- **INFORMATION PROVIDED**
+-------+

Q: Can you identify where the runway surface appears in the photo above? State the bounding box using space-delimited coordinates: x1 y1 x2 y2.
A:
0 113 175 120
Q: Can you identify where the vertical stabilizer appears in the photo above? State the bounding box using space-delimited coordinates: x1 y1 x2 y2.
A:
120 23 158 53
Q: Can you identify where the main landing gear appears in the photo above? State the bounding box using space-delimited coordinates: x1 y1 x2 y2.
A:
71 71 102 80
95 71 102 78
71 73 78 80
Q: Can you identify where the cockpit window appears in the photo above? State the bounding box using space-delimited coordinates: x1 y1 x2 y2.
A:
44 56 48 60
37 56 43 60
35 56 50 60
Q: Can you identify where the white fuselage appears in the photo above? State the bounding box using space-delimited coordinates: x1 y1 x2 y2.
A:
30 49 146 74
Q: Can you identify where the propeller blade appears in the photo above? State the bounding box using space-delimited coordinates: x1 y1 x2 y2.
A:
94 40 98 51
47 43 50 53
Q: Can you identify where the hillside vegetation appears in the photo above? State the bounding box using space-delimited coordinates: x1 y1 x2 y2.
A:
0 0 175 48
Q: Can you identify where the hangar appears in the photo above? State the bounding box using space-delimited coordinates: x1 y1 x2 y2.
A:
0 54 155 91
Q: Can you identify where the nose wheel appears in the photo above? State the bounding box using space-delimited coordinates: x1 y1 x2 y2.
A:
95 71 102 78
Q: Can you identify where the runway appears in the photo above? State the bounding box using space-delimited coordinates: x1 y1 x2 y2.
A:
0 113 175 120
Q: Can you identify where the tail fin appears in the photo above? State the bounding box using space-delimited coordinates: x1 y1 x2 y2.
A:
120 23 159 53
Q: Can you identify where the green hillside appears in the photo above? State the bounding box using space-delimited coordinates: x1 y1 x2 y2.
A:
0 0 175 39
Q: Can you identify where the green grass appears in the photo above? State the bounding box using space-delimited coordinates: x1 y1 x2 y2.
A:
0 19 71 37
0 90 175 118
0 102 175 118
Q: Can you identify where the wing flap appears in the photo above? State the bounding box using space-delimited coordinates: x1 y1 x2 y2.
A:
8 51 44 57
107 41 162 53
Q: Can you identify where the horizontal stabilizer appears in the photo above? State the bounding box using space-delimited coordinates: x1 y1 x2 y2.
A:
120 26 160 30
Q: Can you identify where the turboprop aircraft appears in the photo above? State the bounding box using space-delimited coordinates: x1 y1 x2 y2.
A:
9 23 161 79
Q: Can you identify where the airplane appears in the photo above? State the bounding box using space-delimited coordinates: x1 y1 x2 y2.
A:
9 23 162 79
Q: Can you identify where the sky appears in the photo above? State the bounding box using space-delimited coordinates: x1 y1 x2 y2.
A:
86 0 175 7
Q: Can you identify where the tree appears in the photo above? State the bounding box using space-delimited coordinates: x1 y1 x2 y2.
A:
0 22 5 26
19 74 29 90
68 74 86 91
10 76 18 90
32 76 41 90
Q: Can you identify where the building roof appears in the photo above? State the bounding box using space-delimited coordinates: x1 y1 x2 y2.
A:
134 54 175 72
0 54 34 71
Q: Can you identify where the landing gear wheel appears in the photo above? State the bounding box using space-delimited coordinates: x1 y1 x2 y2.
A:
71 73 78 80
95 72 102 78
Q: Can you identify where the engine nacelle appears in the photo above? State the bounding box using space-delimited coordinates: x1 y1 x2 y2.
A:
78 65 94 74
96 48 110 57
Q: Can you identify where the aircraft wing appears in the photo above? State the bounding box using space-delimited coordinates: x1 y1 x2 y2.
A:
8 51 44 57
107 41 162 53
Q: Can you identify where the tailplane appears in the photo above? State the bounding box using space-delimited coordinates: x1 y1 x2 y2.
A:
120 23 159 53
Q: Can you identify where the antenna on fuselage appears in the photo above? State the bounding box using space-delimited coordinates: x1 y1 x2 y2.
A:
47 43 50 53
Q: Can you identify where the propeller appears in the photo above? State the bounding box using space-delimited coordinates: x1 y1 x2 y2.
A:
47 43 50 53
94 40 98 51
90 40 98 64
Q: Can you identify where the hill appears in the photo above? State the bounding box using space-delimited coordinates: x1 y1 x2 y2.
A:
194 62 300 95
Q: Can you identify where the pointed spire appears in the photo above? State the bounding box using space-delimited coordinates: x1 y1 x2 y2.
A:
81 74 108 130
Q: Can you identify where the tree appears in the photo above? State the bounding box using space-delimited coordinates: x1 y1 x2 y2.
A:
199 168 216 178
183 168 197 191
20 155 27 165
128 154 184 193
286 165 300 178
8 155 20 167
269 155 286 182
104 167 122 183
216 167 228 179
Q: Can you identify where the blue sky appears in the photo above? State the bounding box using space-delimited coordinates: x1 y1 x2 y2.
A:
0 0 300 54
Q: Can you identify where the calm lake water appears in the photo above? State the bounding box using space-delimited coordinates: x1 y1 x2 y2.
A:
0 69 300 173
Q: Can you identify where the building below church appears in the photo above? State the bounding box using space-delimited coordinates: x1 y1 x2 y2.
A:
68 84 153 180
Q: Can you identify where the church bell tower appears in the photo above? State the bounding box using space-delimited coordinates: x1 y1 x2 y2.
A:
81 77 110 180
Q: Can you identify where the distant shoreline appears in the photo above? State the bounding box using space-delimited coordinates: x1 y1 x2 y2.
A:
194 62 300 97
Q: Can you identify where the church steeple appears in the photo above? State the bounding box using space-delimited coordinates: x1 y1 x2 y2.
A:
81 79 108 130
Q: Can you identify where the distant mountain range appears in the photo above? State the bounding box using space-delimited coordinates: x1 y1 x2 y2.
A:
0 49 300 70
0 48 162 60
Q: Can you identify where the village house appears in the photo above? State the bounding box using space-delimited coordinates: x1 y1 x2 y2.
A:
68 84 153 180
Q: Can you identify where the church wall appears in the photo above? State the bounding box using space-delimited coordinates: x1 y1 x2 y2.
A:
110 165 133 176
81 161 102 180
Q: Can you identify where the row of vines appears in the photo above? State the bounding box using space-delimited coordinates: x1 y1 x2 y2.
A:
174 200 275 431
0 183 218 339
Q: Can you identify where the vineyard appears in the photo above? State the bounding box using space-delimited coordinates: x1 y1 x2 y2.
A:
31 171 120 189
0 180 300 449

+-------+

- **OBJECTIVE**
Rewrite the portion of the material running from the line containing "Q: Can you identify where the propeller appears" through the line containing "194 62 300 97", both lines included, as a numbered list with one line per item and any blank lines omitted.

- **WRITTEN SOLUTION**
1. Q: Can you identify where the propeller appears in the photo above? State the bounding box using space-delimited coordinates: x1 y1 x2 y2.
2. A:
3. 47 43 50 53
4. 94 40 98 51
5. 90 40 98 64
6. Q: Can you identify where the hill appears in the photo above? State the bounding box using space-delimited coordinates: x1 y1 x2 y2.
7. A:
8. 194 62 300 95
9. Q: Can you identify where the pointed spire appears in the photo above? State the bounding box using space-delimited coordinates: x1 y1 x2 y2.
10. A:
11. 81 74 108 130
12. Q: Can you identify where the tree appears in the photo above? State the bounding box using space-delimited coordinates: x1 y1 x2 y2.
13. A:
14. 199 168 216 178
15. 183 168 197 191
16. 20 155 27 165
17. 128 154 184 193
18. 286 165 300 178
19. 8 155 20 167
20. 269 155 286 182
21. 104 167 122 183
22. 216 167 228 179
23. Q: Can you identify where the blue sky appears in the photo above? State the bounding box using space-delimited coordinates: x1 y1 x2 y2.
24. A:
25. 0 0 300 54
26. Q: Can you identify where the calm lake water appears in the photo above? State the bounding box using space-delimited coordinates: x1 y1 x2 y2.
27. A:
28. 0 69 300 173
29. Q: Can you identify where the building below church appears in the photo above? State the bounding box using space-delimited coordinates: x1 y1 x2 y2.
30. A:
31. 68 84 153 180
32. Q: Can you identify where the church bell tower appears in the photo above? State the bounding box using space-delimited coordinates: x1 y1 x2 y2.
33. A:
34. 81 77 110 180
35. Q: Can you identify where the distant shoreline appears in the photo above? State the bounding box using space-delimited coordinates: x1 y1 x2 y2.
36. A:
37. 194 62 300 97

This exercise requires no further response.